Filter the records below, keeping every line that holds the string "cake".

### Material for this exercise ###

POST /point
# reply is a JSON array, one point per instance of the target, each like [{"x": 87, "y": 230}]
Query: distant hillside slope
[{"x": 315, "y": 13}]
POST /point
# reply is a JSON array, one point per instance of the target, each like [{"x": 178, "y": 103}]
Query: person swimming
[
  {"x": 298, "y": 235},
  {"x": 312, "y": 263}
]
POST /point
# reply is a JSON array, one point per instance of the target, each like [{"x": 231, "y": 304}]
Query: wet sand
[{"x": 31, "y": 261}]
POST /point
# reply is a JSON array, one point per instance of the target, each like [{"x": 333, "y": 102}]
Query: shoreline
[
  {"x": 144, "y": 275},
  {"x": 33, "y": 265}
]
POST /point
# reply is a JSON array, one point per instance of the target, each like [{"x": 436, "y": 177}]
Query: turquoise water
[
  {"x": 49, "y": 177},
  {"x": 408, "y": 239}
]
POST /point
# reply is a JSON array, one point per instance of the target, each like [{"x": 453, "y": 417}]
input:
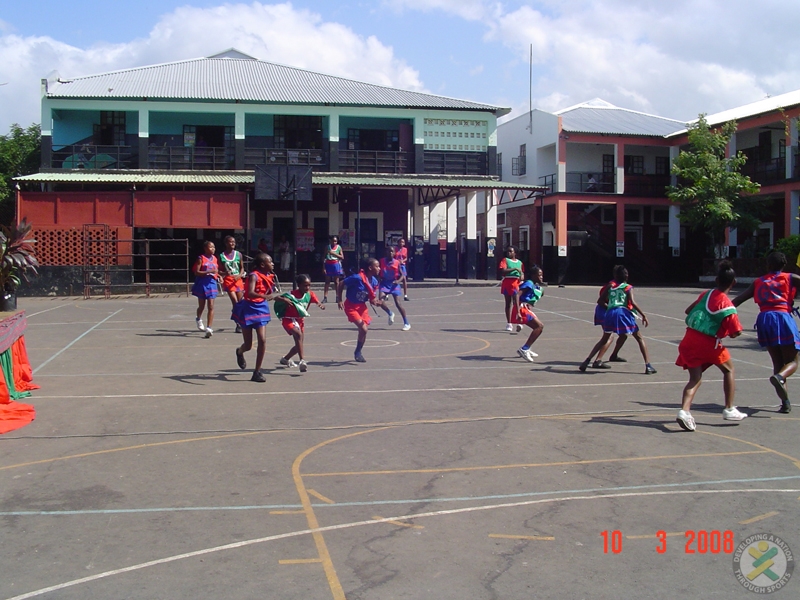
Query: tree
[
  {"x": 20, "y": 154},
  {"x": 713, "y": 194}
]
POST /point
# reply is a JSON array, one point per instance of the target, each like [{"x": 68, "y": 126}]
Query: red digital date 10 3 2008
[{"x": 697, "y": 542}]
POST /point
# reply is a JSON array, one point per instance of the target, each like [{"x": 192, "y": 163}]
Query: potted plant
[{"x": 17, "y": 257}]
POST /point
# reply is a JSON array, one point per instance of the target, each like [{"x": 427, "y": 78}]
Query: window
[
  {"x": 634, "y": 165},
  {"x": 297, "y": 132}
]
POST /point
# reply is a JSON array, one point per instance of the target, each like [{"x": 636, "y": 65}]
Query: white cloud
[{"x": 276, "y": 33}]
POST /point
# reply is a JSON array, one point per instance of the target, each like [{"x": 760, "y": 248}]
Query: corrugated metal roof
[
  {"x": 93, "y": 176},
  {"x": 248, "y": 80},
  {"x": 248, "y": 178},
  {"x": 598, "y": 116}
]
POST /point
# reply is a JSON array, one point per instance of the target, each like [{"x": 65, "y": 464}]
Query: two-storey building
[{"x": 170, "y": 152}]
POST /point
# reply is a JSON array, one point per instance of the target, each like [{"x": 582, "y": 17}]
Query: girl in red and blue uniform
[
  {"x": 620, "y": 317},
  {"x": 777, "y": 332},
  {"x": 252, "y": 312},
  {"x": 360, "y": 289},
  {"x": 206, "y": 270}
]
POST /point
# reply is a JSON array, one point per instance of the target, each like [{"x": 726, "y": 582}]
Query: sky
[{"x": 675, "y": 59}]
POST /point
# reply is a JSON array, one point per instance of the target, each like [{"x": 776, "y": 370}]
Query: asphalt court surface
[{"x": 444, "y": 467}]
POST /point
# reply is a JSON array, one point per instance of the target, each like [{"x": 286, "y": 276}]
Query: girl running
[
  {"x": 777, "y": 332},
  {"x": 205, "y": 288},
  {"x": 233, "y": 272},
  {"x": 252, "y": 312}
]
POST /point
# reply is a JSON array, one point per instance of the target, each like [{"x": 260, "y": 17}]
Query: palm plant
[{"x": 17, "y": 256}]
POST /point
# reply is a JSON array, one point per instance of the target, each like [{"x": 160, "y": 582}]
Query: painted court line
[
  {"x": 319, "y": 530},
  {"x": 76, "y": 340}
]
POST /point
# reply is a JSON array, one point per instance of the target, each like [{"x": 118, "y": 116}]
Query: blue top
[{"x": 356, "y": 290}]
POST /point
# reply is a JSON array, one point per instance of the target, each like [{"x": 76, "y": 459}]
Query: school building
[
  {"x": 140, "y": 166},
  {"x": 606, "y": 169}
]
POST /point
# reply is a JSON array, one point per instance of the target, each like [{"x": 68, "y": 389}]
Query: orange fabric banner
[{"x": 23, "y": 374}]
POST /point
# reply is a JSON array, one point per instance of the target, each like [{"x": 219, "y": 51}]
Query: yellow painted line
[
  {"x": 650, "y": 537},
  {"x": 319, "y": 496},
  {"x": 311, "y": 517},
  {"x": 759, "y": 518},
  {"x": 781, "y": 454},
  {"x": 299, "y": 561},
  {"x": 398, "y": 523},
  {"x": 537, "y": 538},
  {"x": 531, "y": 465}
]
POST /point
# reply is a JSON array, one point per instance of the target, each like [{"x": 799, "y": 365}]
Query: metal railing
[
  {"x": 190, "y": 158},
  {"x": 375, "y": 161},
  {"x": 254, "y": 157},
  {"x": 456, "y": 163},
  {"x": 591, "y": 183},
  {"x": 91, "y": 156},
  {"x": 106, "y": 268}
]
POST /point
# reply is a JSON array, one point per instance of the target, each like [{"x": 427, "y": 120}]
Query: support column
[
  {"x": 675, "y": 229},
  {"x": 144, "y": 138},
  {"x": 417, "y": 249},
  {"x": 471, "y": 200},
  {"x": 334, "y": 216},
  {"x": 490, "y": 244}
]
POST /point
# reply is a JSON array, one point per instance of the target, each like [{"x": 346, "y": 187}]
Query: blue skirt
[
  {"x": 205, "y": 288},
  {"x": 248, "y": 314},
  {"x": 777, "y": 328},
  {"x": 620, "y": 320}
]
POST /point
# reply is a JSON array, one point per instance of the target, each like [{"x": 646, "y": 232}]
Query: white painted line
[
  {"x": 438, "y": 513},
  {"x": 75, "y": 341}
]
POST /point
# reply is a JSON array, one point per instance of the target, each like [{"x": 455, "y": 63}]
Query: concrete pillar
[
  {"x": 144, "y": 138},
  {"x": 675, "y": 229}
]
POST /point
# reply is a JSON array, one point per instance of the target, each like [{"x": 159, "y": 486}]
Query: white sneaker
[
  {"x": 526, "y": 354},
  {"x": 686, "y": 420},
  {"x": 733, "y": 414}
]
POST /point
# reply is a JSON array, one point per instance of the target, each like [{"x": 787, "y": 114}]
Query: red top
[
  {"x": 774, "y": 291},
  {"x": 264, "y": 285}
]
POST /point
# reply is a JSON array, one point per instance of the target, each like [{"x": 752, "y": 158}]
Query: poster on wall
[
  {"x": 305, "y": 240},
  {"x": 391, "y": 237},
  {"x": 347, "y": 239}
]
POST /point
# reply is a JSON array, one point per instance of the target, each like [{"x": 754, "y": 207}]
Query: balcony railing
[
  {"x": 651, "y": 186},
  {"x": 375, "y": 161},
  {"x": 456, "y": 163},
  {"x": 281, "y": 156},
  {"x": 90, "y": 156},
  {"x": 591, "y": 183},
  {"x": 211, "y": 158},
  {"x": 765, "y": 171}
]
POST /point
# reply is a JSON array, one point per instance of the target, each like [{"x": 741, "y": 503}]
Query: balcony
[
  {"x": 280, "y": 156},
  {"x": 765, "y": 171},
  {"x": 190, "y": 158},
  {"x": 89, "y": 156},
  {"x": 376, "y": 161},
  {"x": 456, "y": 163},
  {"x": 650, "y": 186},
  {"x": 591, "y": 183}
]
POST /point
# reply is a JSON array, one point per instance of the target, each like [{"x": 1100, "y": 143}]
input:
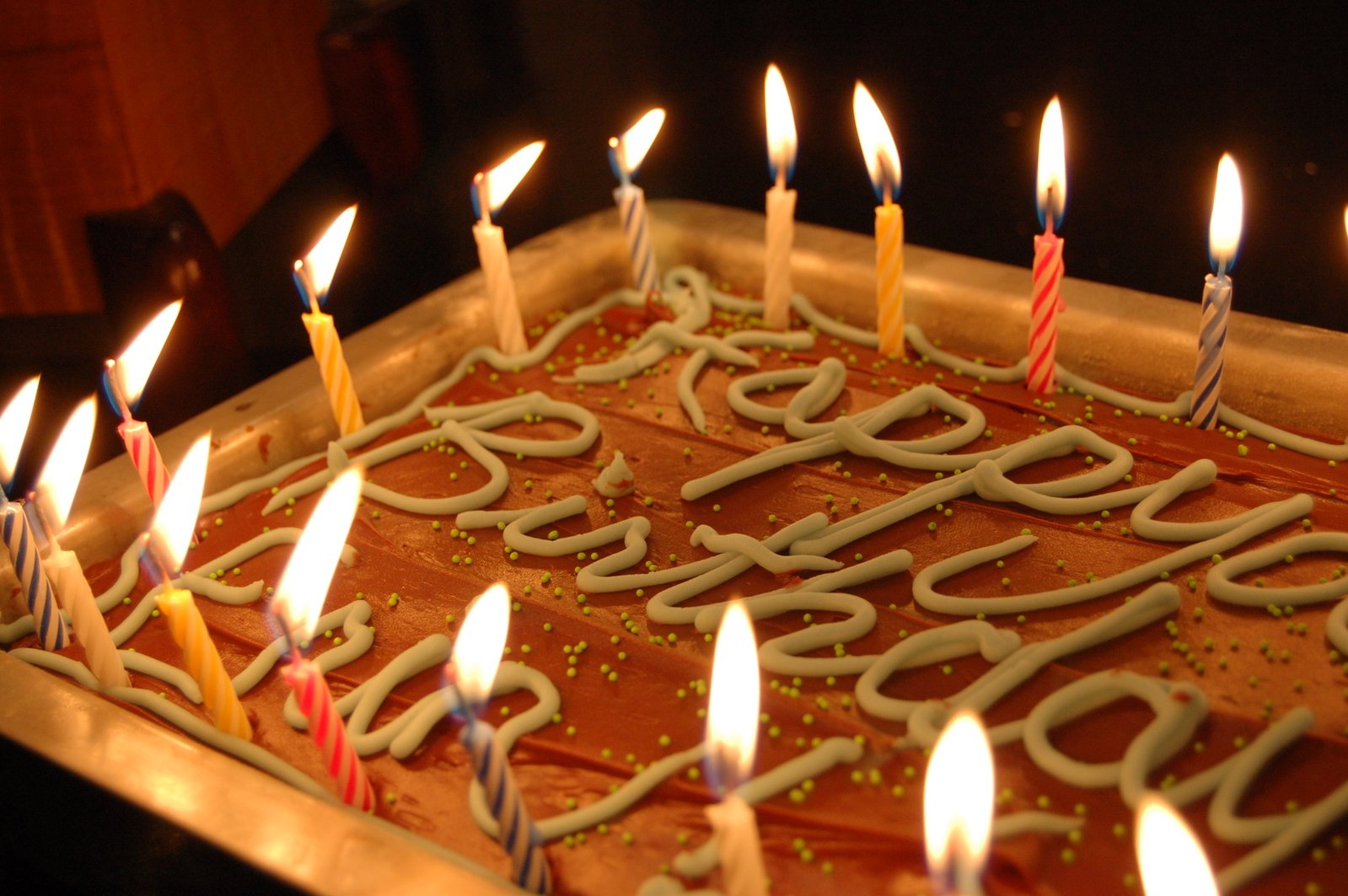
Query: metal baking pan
[{"x": 78, "y": 765}]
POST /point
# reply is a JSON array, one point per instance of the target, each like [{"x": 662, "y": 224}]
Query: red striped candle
[
  {"x": 1045, "y": 306},
  {"x": 1045, "y": 301},
  {"x": 126, "y": 378},
  {"x": 298, "y": 604},
  {"x": 328, "y": 731},
  {"x": 144, "y": 457}
]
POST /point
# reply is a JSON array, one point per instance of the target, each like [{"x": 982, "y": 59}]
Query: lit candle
[
  {"x": 1169, "y": 856},
  {"x": 297, "y": 605},
  {"x": 166, "y": 546},
  {"x": 18, "y": 534},
  {"x": 781, "y": 202},
  {"x": 490, "y": 191},
  {"x": 626, "y": 155},
  {"x": 472, "y": 668},
  {"x": 124, "y": 380},
  {"x": 54, "y": 496},
  {"x": 1223, "y": 239},
  {"x": 1046, "y": 301},
  {"x": 882, "y": 162},
  {"x": 958, "y": 806},
  {"x": 733, "y": 718},
  {"x": 313, "y": 278}
]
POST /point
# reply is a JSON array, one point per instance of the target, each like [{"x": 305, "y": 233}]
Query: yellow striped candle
[
  {"x": 882, "y": 164},
  {"x": 781, "y": 202},
  {"x": 166, "y": 547},
  {"x": 332, "y": 367},
  {"x": 202, "y": 659},
  {"x": 313, "y": 278}
]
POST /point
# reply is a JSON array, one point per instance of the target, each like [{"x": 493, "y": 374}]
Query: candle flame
[
  {"x": 1170, "y": 859},
  {"x": 477, "y": 650},
  {"x": 630, "y": 150},
  {"x": 303, "y": 585},
  {"x": 1227, "y": 213},
  {"x": 1052, "y": 180},
  {"x": 177, "y": 515},
  {"x": 781, "y": 127},
  {"x": 137, "y": 360},
  {"x": 882, "y": 157},
  {"x": 61, "y": 476},
  {"x": 733, "y": 711},
  {"x": 321, "y": 260},
  {"x": 494, "y": 187},
  {"x": 13, "y": 427},
  {"x": 958, "y": 801}
]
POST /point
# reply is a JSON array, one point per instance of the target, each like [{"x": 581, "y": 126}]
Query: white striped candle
[
  {"x": 501, "y": 287},
  {"x": 515, "y": 832},
  {"x": 33, "y": 581},
  {"x": 87, "y": 620}
]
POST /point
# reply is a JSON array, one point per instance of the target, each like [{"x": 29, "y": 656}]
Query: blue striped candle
[
  {"x": 626, "y": 155},
  {"x": 1212, "y": 340},
  {"x": 36, "y": 589},
  {"x": 1223, "y": 239},
  {"x": 631, "y": 207},
  {"x": 515, "y": 832}
]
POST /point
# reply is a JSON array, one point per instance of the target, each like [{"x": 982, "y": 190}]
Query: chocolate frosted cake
[{"x": 1130, "y": 603}]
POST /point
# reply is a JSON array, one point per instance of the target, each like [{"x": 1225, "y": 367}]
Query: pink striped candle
[
  {"x": 328, "y": 731},
  {"x": 297, "y": 604},
  {"x": 1046, "y": 301},
  {"x": 126, "y": 378}
]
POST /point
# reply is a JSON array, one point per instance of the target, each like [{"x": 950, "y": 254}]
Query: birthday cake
[{"x": 1130, "y": 603}]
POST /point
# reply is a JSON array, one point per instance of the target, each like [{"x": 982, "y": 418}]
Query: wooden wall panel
[
  {"x": 220, "y": 99},
  {"x": 104, "y": 104},
  {"x": 61, "y": 155}
]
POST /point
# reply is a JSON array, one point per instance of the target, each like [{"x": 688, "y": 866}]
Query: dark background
[{"x": 432, "y": 92}]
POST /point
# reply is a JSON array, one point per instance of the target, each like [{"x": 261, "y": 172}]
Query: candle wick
[
  {"x": 481, "y": 185},
  {"x": 116, "y": 389},
  {"x": 43, "y": 524}
]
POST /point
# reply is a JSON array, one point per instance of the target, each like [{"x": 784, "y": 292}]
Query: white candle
[
  {"x": 781, "y": 202},
  {"x": 56, "y": 492},
  {"x": 490, "y": 193},
  {"x": 733, "y": 717}
]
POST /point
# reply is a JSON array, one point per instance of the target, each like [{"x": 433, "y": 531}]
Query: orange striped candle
[
  {"x": 313, "y": 278},
  {"x": 882, "y": 164},
  {"x": 168, "y": 546}
]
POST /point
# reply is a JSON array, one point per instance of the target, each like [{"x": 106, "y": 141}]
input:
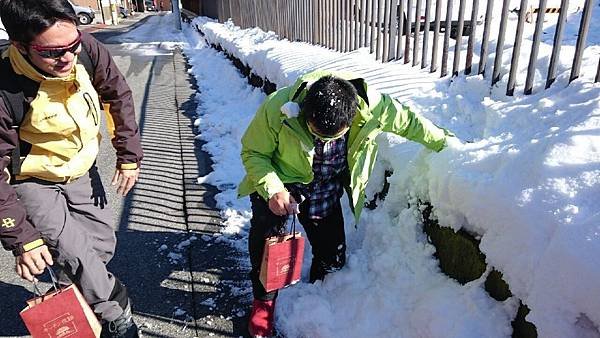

###

Solved exercise |
Query: chocolate frosted cake
Query: birthday cake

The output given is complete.